Set task: Copy every record below, exactly as written.

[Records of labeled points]
++++++++
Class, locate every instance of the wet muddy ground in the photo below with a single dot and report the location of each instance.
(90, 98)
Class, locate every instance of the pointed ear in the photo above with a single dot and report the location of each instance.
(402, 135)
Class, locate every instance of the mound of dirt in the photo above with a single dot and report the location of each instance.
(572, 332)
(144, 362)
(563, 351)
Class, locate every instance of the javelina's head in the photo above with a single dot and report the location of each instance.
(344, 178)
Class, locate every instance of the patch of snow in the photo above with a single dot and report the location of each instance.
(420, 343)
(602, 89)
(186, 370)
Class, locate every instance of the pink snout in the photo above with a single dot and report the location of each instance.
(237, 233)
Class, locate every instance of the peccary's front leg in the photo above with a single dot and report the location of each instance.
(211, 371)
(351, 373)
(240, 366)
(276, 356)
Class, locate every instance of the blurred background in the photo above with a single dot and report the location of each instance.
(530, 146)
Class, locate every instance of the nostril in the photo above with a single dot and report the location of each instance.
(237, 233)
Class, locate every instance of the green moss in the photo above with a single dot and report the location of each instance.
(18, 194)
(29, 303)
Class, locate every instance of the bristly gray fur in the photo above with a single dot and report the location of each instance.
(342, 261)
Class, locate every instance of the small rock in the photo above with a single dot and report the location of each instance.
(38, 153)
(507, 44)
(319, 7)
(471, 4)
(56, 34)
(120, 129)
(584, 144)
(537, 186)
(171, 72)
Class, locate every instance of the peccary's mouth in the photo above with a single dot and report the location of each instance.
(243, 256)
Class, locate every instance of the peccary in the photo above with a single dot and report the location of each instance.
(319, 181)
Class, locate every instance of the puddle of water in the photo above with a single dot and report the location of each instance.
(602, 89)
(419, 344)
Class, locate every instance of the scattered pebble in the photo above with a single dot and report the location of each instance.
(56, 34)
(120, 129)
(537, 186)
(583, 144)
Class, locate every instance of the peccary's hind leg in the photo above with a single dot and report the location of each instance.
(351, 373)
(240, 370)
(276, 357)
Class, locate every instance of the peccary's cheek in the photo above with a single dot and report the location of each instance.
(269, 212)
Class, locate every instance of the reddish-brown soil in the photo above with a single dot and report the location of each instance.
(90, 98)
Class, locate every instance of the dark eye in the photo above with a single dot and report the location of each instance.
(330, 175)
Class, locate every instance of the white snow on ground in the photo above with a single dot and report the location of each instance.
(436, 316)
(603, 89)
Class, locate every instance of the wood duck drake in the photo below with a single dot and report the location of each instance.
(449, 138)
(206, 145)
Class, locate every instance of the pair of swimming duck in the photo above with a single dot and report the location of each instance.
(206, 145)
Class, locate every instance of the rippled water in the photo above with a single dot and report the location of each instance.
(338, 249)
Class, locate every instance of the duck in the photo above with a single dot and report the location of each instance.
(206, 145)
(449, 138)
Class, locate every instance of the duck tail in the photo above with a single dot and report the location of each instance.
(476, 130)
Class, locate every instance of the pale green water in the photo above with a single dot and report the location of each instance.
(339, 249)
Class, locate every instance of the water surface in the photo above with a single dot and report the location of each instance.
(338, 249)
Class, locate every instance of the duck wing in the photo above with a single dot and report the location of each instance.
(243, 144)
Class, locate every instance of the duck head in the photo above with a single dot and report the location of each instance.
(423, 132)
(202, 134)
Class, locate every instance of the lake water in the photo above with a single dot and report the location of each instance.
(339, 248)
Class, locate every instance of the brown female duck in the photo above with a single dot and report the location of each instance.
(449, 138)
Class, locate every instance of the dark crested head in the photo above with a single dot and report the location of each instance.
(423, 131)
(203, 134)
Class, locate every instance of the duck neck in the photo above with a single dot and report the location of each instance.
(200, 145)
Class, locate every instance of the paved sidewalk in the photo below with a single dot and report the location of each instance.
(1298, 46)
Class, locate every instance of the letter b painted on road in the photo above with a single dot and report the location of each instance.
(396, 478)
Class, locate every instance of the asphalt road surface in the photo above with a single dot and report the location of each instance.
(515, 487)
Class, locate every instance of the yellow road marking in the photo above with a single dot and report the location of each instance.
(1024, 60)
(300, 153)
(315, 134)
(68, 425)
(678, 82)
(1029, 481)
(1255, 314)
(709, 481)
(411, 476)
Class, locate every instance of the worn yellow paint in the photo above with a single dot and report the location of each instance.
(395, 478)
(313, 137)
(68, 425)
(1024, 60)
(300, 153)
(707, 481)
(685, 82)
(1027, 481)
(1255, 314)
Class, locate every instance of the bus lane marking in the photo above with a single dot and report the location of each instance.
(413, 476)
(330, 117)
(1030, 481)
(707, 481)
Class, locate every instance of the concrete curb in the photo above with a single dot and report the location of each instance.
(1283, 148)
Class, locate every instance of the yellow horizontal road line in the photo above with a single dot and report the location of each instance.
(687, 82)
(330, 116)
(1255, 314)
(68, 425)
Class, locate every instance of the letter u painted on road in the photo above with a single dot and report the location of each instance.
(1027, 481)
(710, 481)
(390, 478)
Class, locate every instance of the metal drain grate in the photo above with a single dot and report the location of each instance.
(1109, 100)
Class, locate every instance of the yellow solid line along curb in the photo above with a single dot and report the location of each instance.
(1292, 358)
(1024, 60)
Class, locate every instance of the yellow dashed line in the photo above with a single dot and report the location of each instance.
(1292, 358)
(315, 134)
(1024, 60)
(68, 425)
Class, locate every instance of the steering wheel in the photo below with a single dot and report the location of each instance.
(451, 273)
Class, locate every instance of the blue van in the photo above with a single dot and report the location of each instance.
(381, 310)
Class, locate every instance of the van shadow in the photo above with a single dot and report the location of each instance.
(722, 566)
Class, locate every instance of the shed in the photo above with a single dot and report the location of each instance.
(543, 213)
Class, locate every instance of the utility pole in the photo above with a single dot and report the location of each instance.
++++++++
Output:
Class, locate every instance of the wet muddy ground in the photo below with a single dot and report the location of each instance.
(90, 98)
Class, locate every instance of the pointed ear in the photo above with a single dot and report the location of each instance.
(402, 135)
Class, locate every instance of the mound of dirt in the photo above with a single dot and report the location of each instance.
(572, 332)
(144, 362)
(563, 351)
Class, locate every instance of the javelina's head in the photo above with a single dot and report the location of each instance.
(344, 178)
Class, locate every instance of the patch of snow in the photo above with a single dot and report the location of each instance.
(420, 343)
(602, 89)
(186, 370)
Class, locate every instance of the pink snout in the photo above with a single dot and report the location of each instance.
(237, 233)
Class, locate every instance of the peccary's front leg in the photo above with a single dot and report the location of each instance.
(211, 371)
(351, 373)
(240, 366)
(276, 356)
Class, locate every instance of the blurred background in the photo above with a single dot and report the location of each instance.
(530, 146)
Class, locate every instance of the nostril in the photo above with a single dot and report the location of each instance.
(237, 233)
Class, locate every instance of the green moss in the photo above with a single dot and report the location of each instance.
(18, 194)
(29, 303)
Class, locate every instance of the bristly gray fur in the photo above with a single dot and report the location of each instance.
(342, 261)
Class, locate every instance of the small rock in the photo above with a single dot and report the location of each instance.
(38, 153)
(507, 44)
(319, 7)
(471, 4)
(56, 34)
(120, 129)
(584, 144)
(537, 186)
(171, 72)
Class, locate every instance of the peccary's mouth in the photo above with a single dot and report the location of each instance.
(243, 256)
Class, locate every instance of the peccary in the photo above with a single dot and report the location of each instance.
(319, 181)
Class, locate every instance of the puddle of water in the photo above with a single dot and report the location of each instance.
(602, 89)
(419, 344)
Class, locate every instance of the scattered pebble in the photo above with a single dot and report the location of each instance.
(56, 34)
(120, 129)
(537, 186)
(583, 144)
Class, locate every instance of the peccary's hind leg in the photo above with a single dot and report the location of each instance.
(351, 373)
(240, 370)
(276, 357)
Class, locate every instance of the peccary's cheek in the photo above with a single dot and report the location of each instance.
(269, 212)
Class, locate every instance of the reddish-brown soil in the photo above with a single dot and report the location of each instance.
(90, 98)
Class, locate every instance of the dark eye in the photo above with a single dot and report the location of each instance.
(330, 175)
Class, locate every instance of the white snow on ground in the photo above with a single dot and report the location of each instance.
(436, 316)
(603, 89)
Class, locate every instance of the wood duck drake in the photo below with a single dot and report the location of each instance.
(449, 138)
(206, 145)
Class, locate every instance of the pair of swimming duck in the photo above with a single dot and report the location of each instance.
(206, 145)
Class, locate every instance of the rippled water in the photo above with a single dot and report the location of each instance.
(338, 249)
Class, locate every instance of the duck in the photo above with a single dot and report the location of each instance.
(206, 145)
(449, 138)
Class, locate every instance of the duck tail in the photo above with a single dot and report the location of each instance.
(476, 130)
Class, locate every instance of the pale green water in the photo above with a single dot and report the location of each instance.
(339, 249)
Class, locate every instance of the water surface in the photo above with a single dot and report the location of each instance.
(338, 249)
Class, locate every instance of the duck wing in the photo above with a single dot and report the location of each instance.
(243, 144)
Class, locate every instance of the duck head in the photo above with a single dot and report the location of each instance.
(423, 132)
(202, 134)
Class, locate every instance of the lake water in the photo above with a single dot and report the location of each instance.
(339, 248)
Class, locate every instance of the brown female duck in the photo above with a single dot and report the location of each instance.
(449, 138)
Class, locate every instance of the dark crested head in the photo above with a single dot and report the location of each instance.
(423, 131)
(203, 134)
Class, locate every instance of the duck neck in the photo above with a single dot and report the location of each instance.
(200, 145)
Class, locate every instance of the paved sidewalk in the photo below with a single dot and report the location of each instance.
(1298, 46)
Class, locate every instance of the letter b painted on road in the photo above with a single dot and report the location of each instance.
(396, 478)
Class, locate every instance of the asphalt road surface in the photo above with a single dot and report the location of each instance.
(515, 487)
Class, locate every instance of the yellow road marking in the photo above with a single dot and report the location of each instance.
(1024, 60)
(300, 153)
(315, 134)
(68, 425)
(678, 82)
(1029, 481)
(1255, 314)
(709, 481)
(411, 476)
Class, locate every instance of the worn yellow paint in the photo above with a single dot and report the location of each instance.
(395, 478)
(313, 137)
(68, 425)
(1024, 60)
(300, 153)
(707, 481)
(685, 82)
(1027, 481)
(1255, 314)
Class, locate every instance of the bus lane marking in the photo above with a single dot and report the location of each instance.
(413, 476)
(330, 117)
(1030, 481)
(707, 481)
Class, locate every instance of the concrete curb in the photo above with a single dot and report the location of each instance.
(1283, 148)
Class, locate every instance of the yellow horizontal road line in the photo above with a single dot and report the location of each instance.
(687, 82)
(330, 116)
(1255, 314)
(68, 425)
Class, locate every instance of the letter u painted on road in the photo above with a single dot and report the location of each instance.
(1027, 481)
(710, 481)
(390, 478)
Class, locate every instance of the metal drain grate in the photo above with a single dot and report the location of each instance.
(1109, 100)
Class, locate every instance of the yellow solid line along curb in the photo above with a single dot and report the location of each instance.
(1292, 358)
(1024, 60)
Class, locate every instance of the yellow dashed line in the photo above with a single dot and report the location of each instance.
(1292, 358)
(315, 134)
(1024, 60)
(68, 425)
Class, locate every instance of the steering wheel in the photo below with a single dot and report the location of each instance.
(451, 273)
Class, locate every instance of the blue van in the photo above with a single dot and report the location of each instance.
(381, 310)
Class, locate every instance of the van shadow in the photo above with a single dot and report the location of each instance.
(722, 566)
Class, locate every instance of the shed in the photo above with a single dot and report the location of each instance.
(543, 213)
Class, locate every instance of the utility pole in the photo above with a single dot and report the location of each instance.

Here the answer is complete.